> Supplied material:

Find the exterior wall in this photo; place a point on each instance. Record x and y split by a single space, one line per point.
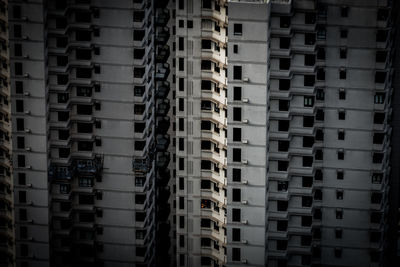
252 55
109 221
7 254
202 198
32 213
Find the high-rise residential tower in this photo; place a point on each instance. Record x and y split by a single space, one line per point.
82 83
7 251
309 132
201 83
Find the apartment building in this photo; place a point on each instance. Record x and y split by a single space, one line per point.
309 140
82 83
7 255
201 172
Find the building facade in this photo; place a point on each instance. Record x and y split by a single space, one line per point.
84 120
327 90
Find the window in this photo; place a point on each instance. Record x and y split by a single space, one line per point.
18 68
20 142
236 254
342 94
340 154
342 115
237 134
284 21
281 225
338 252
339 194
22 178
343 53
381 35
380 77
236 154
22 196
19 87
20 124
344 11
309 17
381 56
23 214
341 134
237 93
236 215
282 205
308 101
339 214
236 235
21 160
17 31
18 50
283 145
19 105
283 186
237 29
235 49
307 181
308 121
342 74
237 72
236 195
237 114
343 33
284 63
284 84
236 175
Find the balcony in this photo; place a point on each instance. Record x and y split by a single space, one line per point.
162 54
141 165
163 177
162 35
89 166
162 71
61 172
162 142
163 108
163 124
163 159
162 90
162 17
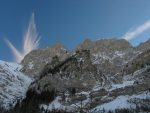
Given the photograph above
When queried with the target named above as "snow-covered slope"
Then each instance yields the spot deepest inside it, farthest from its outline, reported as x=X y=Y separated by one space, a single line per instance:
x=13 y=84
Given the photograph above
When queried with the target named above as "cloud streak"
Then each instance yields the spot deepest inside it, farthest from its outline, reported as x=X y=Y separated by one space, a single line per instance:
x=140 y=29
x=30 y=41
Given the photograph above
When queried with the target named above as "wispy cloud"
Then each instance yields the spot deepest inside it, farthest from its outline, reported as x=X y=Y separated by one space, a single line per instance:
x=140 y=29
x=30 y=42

==

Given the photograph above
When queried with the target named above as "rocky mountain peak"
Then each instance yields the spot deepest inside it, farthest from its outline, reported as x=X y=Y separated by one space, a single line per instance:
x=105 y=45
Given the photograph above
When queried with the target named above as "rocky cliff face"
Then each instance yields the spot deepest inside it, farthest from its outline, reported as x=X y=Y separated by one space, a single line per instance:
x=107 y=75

* * *

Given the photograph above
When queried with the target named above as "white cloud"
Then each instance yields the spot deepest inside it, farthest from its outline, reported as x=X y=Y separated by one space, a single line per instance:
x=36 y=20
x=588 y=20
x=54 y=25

> Activity:
Working from the entries above, return all lines that contain "rocky".

> Written response:
When queried with the target named above as "rocky mountain peak"
When queried with the target named above as "rocky cliff face"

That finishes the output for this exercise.